Raw records:
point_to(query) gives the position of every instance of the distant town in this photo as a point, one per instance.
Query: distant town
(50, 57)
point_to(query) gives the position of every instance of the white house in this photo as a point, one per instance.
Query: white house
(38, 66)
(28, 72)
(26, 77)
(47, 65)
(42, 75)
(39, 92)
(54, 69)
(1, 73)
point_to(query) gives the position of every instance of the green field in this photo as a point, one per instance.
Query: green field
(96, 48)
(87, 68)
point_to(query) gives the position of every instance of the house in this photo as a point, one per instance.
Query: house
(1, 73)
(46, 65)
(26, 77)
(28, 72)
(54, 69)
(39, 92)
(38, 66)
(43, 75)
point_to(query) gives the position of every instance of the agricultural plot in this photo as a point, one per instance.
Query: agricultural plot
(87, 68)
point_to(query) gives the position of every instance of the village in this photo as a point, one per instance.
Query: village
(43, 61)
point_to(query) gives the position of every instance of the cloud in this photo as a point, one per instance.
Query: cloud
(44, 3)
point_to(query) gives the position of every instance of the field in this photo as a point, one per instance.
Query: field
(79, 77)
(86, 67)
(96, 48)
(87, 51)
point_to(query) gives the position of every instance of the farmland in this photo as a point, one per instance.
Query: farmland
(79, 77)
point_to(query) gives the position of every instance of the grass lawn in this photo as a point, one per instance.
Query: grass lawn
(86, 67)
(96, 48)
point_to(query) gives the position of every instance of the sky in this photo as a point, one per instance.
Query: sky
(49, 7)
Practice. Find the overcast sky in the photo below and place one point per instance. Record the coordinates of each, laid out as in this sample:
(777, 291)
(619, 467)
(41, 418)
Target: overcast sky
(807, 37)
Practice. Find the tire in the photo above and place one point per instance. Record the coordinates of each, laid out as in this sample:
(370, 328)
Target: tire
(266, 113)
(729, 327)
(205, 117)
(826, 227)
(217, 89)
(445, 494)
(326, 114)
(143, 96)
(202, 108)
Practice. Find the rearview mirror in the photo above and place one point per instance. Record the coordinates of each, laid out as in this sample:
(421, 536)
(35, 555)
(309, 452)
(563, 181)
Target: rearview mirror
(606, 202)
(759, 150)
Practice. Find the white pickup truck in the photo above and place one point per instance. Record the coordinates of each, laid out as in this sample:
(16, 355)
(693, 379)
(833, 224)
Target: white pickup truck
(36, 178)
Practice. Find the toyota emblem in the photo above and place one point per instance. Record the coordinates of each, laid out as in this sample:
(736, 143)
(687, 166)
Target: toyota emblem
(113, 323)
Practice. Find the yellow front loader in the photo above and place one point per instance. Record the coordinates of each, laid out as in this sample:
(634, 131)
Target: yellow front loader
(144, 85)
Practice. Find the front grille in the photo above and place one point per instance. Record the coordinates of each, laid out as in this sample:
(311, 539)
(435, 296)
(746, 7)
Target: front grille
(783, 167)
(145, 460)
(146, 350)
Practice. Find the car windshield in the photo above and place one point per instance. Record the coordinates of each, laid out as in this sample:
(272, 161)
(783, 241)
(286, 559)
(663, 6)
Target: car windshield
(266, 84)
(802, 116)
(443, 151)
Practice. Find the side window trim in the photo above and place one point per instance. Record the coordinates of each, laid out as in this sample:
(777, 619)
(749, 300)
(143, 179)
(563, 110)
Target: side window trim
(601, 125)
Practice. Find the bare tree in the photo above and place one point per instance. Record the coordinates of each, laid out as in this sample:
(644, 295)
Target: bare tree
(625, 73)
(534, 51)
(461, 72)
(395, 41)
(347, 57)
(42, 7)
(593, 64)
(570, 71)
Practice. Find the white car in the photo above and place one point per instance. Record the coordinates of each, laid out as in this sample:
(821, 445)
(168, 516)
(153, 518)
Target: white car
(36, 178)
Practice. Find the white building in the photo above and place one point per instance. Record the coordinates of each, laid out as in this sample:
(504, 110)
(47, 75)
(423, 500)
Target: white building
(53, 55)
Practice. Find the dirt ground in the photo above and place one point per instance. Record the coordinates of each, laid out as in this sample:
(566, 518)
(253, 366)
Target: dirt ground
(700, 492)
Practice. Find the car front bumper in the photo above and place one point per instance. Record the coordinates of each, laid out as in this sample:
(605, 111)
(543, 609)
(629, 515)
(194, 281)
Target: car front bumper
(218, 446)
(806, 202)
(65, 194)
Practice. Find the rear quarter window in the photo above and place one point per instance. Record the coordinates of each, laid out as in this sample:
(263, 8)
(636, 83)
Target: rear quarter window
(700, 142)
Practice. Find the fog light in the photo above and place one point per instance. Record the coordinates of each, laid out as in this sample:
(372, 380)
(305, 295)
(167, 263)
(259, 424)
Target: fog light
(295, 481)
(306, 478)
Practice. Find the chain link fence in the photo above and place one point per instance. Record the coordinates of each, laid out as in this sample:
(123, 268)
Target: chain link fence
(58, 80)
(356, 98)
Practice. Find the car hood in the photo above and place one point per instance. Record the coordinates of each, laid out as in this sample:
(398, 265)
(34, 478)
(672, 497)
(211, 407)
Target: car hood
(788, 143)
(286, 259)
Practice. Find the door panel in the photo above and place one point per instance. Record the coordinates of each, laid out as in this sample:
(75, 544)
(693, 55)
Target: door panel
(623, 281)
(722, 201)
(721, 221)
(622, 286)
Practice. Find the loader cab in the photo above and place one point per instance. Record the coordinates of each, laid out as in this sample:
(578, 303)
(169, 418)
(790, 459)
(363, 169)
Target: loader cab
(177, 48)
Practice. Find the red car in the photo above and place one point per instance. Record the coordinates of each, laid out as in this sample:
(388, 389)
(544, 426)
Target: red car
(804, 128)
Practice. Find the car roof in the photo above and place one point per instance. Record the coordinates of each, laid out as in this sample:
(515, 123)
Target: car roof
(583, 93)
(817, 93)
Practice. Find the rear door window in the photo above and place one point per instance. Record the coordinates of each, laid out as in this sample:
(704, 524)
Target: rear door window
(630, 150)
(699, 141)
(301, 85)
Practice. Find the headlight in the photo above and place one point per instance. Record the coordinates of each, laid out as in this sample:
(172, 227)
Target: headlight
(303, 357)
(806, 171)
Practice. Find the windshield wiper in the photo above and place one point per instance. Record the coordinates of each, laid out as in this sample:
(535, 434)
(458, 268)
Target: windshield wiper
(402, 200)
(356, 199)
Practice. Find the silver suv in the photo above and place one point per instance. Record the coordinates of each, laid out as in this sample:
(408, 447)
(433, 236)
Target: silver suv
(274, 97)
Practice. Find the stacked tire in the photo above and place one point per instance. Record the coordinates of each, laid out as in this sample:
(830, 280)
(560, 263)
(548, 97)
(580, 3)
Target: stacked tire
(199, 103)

Directions for this task: Copy out every one of the lines above again, word for word, keeping their order.

Complete output:
point_to(query) gives the position of every instance of the distant town in this photo as a point, one per instance.
Query: distant town
(50, 57)
point_to(query) gives the position of every instance of the white house in this photo as a point, one per instance.
Query: white house
(38, 66)
(28, 72)
(26, 77)
(47, 65)
(42, 75)
(39, 92)
(54, 69)
(1, 73)
point_to(query) gives the position of every instance of the green field in this photo as a point, one per instance.
Query: green field
(96, 48)
(87, 68)
point_to(query) gives the position of every instance of the house in this photo as a point, one per instance.
Query: house
(1, 73)
(46, 65)
(26, 77)
(28, 72)
(54, 69)
(39, 92)
(38, 66)
(43, 75)
point_to(query) gives the position of every instance of the agricultural plot in this photo as a point, one per instance.
Query: agricultural plot
(87, 68)
point_to(query) gives the position of every instance of the village in this photo as a point, one per instance.
Query: village
(43, 61)
point_to(query) gives the position of every instance of the cloud in this photo as a point, one per instance.
Query: cloud
(44, 3)
point_to(query) gives the position of every instance of the field in this photo as a point, one per instance.
Query: field
(79, 77)
(86, 67)
(96, 48)
(87, 51)
point_to(query) gives the position of every instance of the farmland in this photo as a point, one per instance.
Query: farmland
(79, 77)
point_to(query) gives the position of every instance of the grass lawn in this photo as a point, one per instance.
Query: grass lawn
(86, 67)
(96, 48)
point_to(query) gives the position of every instance of the sky in this photo as a point, one per instance.
Query: sky
(49, 7)
Practice. Find the overcast sky in the photo below and place one point per instance. Record the coordinates of each, laid out as in this sample:
(777, 291)
(619, 467)
(41, 418)
Target: overcast sky
(807, 37)
Practice. Find the tire in the photo above and place one point per instance. Record the coordinates of each, laid out as in this sample:
(370, 328)
Target: tire
(266, 113)
(729, 327)
(205, 117)
(826, 227)
(217, 89)
(445, 494)
(326, 114)
(143, 96)
(202, 108)
Practice. Find the rearview mirror in the photo above and place one point per instance. Record the coordinates of each, laid out as in this sample:
(421, 536)
(35, 555)
(309, 452)
(563, 181)
Target: rearview mirror
(606, 202)
(759, 150)
Practice. Find the white pickup truck in the photo above and place one point per instance. Record the coordinates of each, laid out as in this sample:
(16, 355)
(693, 379)
(833, 224)
Target: white pickup truck
(36, 178)
Practice. Find the toyota emblem in the photo above and place one point per instance. Record the coordinates of each, laid out as in this sample:
(736, 143)
(687, 166)
Target: toyota emblem
(113, 323)
Practice. Find the yellow front loader in the photo above and place one point per instance. Record the coordinates of each, laid out as in this sample:
(634, 131)
Target: yellow front loader
(144, 85)
Practice. Find the front grille in the photo above and place one point per instance. Record the coordinates of each, laid out as in this sample:
(311, 539)
(435, 296)
(746, 7)
Target: front grille
(783, 167)
(145, 460)
(146, 350)
Practice. Find the car windshield in the photo above and place one point per instance. Record the coordinates of each, laid out as in this sample:
(272, 161)
(783, 241)
(286, 559)
(663, 6)
Target: car windshield
(266, 84)
(802, 116)
(443, 151)
Practice. Find the side window trim in the photo above and place one point per instance. Record the coordinates of each, laid out as in this sample:
(777, 619)
(749, 300)
(143, 179)
(563, 110)
Target: side window trim
(601, 125)
Practice. Find the bare tree in the photo above and place one point per instance. Record the coordinates of each, laid out as in this sample:
(644, 295)
Target: bare tree
(625, 73)
(534, 51)
(461, 72)
(395, 41)
(347, 57)
(42, 7)
(593, 64)
(570, 71)
Practice. Find the white car in the photo above and place one point per instance. Record the coordinates of each, laid out as in this sample:
(821, 445)
(168, 516)
(153, 518)
Target: white car
(36, 178)
Practice. Find the white building in the photo above and place one point per instance. Record the coordinates of each, laid out as in this sample:
(504, 110)
(47, 75)
(423, 500)
Target: white building
(53, 55)
Practice. Find the dirt ground in the photo above and place one point per instance. Record the coordinates of each, laid out as in this sample:
(566, 518)
(253, 366)
Target: dirt ground
(700, 492)
Practice. Find the car front bumper in the photo above and place one point per instance. Record the coordinates of each, laid out as in this sample:
(605, 111)
(543, 609)
(629, 515)
(194, 281)
Target: car front bumper
(218, 446)
(806, 202)
(65, 194)
Practice. Find the rear quarter window in the photo above and place one point per instance. Record the coordinates of each, laid out as in this sample:
(263, 8)
(636, 83)
Target: rear quarter window
(700, 142)
Practice. Find the fog light in the photo above and place one point per instance. Record the coordinates of each, laid out as in this sample:
(372, 380)
(305, 295)
(167, 263)
(259, 424)
Target: fog light
(295, 481)
(306, 478)
Practice. Find the chain link fence in the photo above and place one point per instance. Record the coordinates of each, laid out as in this sample:
(123, 268)
Target: chain link fence
(58, 80)
(356, 98)
Practice. Find the car hood in the photo above and place one point per instance. Record the coordinates of each, laid out as in this sample:
(398, 265)
(34, 478)
(672, 497)
(211, 407)
Target: car hood
(788, 143)
(286, 259)
Practice. Find the door panel in the photo above and place one point per instance. Record the coordinates of each, laid out as in this sample:
(75, 544)
(693, 55)
Target: door panel
(623, 281)
(722, 201)
(721, 221)
(622, 286)
Practice. Find the loader cab in the photo above and place one point per instance. Record the coordinates of each, laid out as in this sample:
(578, 303)
(169, 418)
(790, 459)
(363, 169)
Target: loader cab
(177, 48)
Practice. Find the red car in the photo above and place one point per instance. Record the coordinates of each, laid out as in this sample:
(388, 389)
(544, 426)
Target: red car
(804, 128)
Practice. Find the car roof in the photo above and place one point per instance. Record the coordinates of each, laid out as in this sample:
(515, 123)
Target: car roof
(583, 93)
(817, 93)
Practice. Find the rear door window in the photo above and place one point per instance. Record the coordinates of each, laid out as in this sample:
(704, 524)
Target: rear door window
(630, 150)
(699, 141)
(301, 85)
Practice. Find the headlight in the photo above and place one point per instance. Record the coordinates of each, laid out as in this sample:
(172, 227)
Target: headlight
(303, 357)
(806, 171)
Practice. Find the windshield wiper in the photo above and place one point per instance. Record the coordinates of each, laid out as in this sample:
(535, 434)
(458, 268)
Target: windshield wiper
(402, 200)
(356, 199)
Practice. Find the silver suv in the photo above and place one point per instance. Record the coordinates of each, laid out as in this sample:
(408, 447)
(433, 236)
Target: silver suv
(274, 97)
Practice. Find the stacked tire in the photo above and place one point per instance. Record the coordinates of each, laid out as in this sample:
(830, 280)
(560, 263)
(548, 97)
(580, 3)
Target: stacked tire
(199, 103)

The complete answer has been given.